─── Entries shown ───

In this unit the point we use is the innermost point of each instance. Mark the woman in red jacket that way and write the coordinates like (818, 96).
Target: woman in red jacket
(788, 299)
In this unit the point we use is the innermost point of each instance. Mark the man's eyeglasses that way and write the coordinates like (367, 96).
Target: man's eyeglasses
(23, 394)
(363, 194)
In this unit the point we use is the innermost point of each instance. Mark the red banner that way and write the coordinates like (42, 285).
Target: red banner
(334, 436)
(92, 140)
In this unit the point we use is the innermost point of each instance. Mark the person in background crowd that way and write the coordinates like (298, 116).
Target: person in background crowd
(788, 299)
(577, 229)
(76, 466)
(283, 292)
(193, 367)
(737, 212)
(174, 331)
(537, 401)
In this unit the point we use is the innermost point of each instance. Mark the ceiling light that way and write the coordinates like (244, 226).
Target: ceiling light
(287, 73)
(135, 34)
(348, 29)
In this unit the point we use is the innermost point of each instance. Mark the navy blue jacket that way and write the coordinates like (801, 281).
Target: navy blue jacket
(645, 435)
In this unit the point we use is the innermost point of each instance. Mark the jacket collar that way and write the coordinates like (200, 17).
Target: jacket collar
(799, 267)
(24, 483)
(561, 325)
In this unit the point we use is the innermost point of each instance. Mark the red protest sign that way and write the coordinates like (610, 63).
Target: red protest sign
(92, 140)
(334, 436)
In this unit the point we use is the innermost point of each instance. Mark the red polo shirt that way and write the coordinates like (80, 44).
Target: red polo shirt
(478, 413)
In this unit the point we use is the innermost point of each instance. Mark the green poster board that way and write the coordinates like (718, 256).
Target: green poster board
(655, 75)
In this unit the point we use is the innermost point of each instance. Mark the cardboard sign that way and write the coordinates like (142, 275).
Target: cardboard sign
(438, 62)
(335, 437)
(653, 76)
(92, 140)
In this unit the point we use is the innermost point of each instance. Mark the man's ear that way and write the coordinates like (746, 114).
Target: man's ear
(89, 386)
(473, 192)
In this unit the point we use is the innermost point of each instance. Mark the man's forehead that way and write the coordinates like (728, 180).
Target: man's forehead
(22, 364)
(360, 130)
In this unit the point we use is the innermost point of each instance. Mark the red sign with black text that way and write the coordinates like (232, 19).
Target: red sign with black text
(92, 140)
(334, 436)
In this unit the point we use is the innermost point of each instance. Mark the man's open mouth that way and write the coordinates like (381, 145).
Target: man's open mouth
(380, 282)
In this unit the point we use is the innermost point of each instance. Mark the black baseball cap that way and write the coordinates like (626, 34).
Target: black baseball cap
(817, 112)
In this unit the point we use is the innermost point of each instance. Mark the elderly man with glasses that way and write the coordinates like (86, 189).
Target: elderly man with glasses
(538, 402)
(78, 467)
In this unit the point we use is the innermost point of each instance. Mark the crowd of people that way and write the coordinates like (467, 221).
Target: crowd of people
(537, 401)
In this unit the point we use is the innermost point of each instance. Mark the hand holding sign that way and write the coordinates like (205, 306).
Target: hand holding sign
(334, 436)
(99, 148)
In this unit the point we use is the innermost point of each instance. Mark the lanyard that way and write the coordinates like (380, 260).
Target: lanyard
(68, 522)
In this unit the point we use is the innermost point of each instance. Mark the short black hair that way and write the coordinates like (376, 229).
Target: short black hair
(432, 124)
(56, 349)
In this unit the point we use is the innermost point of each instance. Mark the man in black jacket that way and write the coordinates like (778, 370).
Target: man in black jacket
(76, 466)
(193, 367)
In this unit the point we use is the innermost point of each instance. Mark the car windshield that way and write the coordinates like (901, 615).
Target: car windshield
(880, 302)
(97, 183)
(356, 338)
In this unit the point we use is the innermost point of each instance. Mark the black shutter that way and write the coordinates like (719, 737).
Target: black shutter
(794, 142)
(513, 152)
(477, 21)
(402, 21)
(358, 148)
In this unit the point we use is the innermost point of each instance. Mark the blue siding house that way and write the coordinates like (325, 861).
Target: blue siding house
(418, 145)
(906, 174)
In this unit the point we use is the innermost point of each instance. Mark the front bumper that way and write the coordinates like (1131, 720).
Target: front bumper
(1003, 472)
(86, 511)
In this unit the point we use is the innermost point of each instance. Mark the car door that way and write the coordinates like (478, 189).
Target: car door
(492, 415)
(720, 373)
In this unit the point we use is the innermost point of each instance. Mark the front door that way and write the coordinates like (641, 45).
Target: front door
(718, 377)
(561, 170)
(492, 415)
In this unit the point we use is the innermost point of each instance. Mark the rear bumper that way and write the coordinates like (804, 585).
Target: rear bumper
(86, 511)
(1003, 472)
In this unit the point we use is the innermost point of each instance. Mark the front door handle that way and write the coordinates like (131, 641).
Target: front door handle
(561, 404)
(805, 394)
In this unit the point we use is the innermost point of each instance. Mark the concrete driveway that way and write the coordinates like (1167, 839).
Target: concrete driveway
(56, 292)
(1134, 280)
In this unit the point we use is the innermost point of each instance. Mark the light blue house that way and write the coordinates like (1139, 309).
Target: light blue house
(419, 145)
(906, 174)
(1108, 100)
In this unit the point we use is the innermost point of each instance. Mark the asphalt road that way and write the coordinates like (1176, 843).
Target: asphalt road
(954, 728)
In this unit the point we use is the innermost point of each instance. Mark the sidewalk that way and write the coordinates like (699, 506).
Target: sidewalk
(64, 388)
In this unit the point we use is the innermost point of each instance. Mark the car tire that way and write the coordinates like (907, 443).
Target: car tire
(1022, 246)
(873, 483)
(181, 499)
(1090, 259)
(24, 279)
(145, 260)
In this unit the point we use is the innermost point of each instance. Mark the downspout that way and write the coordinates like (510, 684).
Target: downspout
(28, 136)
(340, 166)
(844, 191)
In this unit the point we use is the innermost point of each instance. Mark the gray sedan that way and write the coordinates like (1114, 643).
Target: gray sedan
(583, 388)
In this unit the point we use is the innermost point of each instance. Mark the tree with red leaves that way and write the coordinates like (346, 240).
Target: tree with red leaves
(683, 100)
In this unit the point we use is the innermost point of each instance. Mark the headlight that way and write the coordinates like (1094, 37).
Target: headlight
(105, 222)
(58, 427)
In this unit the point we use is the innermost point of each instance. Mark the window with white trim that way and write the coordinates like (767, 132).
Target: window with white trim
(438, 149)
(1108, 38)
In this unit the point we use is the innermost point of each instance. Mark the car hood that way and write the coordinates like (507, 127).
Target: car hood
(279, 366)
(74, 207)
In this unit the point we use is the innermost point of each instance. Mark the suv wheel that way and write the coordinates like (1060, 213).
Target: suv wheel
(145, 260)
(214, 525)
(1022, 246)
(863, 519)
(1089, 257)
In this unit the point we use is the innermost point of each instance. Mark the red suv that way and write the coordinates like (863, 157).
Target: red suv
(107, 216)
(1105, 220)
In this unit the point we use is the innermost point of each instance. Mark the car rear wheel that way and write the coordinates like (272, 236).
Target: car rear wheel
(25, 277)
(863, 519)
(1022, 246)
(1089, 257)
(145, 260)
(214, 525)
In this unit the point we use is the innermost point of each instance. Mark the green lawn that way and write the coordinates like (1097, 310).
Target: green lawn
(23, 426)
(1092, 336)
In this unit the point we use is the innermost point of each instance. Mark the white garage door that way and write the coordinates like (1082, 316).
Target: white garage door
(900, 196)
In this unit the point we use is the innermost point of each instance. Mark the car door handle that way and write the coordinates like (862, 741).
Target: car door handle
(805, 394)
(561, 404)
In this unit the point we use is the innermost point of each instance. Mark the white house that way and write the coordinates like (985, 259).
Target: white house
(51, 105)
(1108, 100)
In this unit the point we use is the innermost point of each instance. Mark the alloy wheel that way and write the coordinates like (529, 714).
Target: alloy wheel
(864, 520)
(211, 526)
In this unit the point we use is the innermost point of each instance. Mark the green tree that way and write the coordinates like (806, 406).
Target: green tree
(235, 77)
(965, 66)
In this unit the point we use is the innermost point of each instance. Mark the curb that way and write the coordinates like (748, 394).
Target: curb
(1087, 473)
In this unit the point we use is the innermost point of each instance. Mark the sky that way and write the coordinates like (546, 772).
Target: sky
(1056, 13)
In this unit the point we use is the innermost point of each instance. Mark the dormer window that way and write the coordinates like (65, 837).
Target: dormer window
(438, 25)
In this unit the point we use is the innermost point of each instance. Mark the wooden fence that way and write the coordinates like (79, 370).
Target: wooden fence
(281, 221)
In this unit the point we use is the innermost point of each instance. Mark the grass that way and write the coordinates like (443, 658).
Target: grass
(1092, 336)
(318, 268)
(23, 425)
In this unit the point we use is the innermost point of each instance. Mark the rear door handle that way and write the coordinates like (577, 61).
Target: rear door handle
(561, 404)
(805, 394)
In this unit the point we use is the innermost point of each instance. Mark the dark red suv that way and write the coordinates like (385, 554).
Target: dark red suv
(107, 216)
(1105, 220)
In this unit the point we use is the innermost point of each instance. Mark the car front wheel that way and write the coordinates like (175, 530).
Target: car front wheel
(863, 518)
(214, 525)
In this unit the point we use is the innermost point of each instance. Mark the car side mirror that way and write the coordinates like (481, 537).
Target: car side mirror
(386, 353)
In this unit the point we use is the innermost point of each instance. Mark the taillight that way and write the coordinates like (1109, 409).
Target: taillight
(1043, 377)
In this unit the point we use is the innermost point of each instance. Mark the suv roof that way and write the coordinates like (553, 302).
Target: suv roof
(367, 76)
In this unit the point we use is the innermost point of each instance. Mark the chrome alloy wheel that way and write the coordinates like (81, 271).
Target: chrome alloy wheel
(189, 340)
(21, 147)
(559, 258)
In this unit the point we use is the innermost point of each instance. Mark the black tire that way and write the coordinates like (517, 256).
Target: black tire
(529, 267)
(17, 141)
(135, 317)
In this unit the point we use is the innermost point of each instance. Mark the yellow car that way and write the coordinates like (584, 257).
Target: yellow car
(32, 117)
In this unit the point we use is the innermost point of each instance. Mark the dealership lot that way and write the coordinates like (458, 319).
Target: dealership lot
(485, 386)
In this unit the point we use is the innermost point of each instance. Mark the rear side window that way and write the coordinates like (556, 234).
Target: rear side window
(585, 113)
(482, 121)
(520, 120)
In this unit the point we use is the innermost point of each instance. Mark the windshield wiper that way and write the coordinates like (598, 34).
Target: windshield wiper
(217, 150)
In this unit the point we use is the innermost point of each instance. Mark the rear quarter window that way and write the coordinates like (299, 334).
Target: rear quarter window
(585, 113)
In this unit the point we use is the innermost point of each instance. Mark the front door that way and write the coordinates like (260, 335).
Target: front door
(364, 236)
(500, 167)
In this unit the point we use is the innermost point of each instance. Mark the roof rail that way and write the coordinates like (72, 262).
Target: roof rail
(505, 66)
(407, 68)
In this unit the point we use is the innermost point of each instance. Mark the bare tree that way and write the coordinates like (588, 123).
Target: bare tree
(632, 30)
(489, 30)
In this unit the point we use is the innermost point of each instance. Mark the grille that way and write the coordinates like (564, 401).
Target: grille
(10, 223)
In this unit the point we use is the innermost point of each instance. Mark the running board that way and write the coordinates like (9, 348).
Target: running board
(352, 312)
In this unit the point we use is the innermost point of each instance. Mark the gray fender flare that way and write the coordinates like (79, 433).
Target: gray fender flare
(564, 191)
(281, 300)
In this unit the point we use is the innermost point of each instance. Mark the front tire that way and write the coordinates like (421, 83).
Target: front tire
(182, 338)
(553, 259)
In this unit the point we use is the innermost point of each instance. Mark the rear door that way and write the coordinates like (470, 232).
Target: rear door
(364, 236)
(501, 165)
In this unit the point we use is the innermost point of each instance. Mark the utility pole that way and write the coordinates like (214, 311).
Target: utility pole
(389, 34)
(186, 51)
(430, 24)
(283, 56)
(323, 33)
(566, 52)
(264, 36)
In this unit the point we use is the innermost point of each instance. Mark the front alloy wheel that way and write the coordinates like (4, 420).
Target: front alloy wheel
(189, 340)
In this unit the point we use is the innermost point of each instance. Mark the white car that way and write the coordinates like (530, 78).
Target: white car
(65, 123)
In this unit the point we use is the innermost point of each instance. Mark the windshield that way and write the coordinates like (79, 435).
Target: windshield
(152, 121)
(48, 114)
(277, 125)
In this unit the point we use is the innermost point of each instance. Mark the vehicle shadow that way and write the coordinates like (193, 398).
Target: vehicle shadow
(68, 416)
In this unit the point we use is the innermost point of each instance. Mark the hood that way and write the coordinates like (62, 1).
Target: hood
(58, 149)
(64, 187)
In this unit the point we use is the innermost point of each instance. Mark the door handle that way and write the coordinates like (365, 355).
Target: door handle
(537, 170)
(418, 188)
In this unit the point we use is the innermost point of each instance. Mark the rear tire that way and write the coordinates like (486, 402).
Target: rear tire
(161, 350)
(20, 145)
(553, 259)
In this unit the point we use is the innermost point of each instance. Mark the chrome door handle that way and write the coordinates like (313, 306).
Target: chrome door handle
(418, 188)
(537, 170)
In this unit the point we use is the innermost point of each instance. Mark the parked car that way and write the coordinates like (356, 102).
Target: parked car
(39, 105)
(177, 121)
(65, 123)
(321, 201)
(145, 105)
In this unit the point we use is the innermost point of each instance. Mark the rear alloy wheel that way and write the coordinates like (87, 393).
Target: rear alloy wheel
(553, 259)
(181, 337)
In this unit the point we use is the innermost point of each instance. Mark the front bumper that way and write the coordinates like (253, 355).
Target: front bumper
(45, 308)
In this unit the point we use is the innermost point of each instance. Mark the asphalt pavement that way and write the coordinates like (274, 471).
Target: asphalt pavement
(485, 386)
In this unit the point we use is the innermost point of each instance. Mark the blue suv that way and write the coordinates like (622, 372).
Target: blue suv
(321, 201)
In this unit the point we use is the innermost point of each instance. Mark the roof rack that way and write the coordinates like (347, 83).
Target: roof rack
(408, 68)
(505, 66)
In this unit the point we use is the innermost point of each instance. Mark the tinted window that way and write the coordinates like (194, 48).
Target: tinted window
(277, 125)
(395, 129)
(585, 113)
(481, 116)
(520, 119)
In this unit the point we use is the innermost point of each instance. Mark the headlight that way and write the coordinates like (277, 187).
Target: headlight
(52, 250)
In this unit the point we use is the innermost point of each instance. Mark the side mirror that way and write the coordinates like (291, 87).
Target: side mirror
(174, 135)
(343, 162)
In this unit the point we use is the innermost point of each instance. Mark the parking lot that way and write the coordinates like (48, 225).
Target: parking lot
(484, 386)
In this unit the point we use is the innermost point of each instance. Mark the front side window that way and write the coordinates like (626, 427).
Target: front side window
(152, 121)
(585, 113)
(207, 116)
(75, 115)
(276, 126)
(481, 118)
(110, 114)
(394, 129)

───

• **About this task**:
Look above for the line containing "Target: side mirror"; copy from it through the last line, exactly, and nothing more.

• **Written reply**:
Target: side mirror
(174, 135)
(343, 162)
In this unit the point we use is the innermost point of each instance. Mark the parking lot that way and write the coordinates like (48, 225).
Target: parking lot
(484, 386)
In this unit the point we use is the innermost point of each instance. Mark the front side window that way and write the coordinates like (626, 427).
Target: front side window
(152, 121)
(585, 113)
(207, 116)
(75, 115)
(276, 126)
(481, 118)
(110, 114)
(394, 129)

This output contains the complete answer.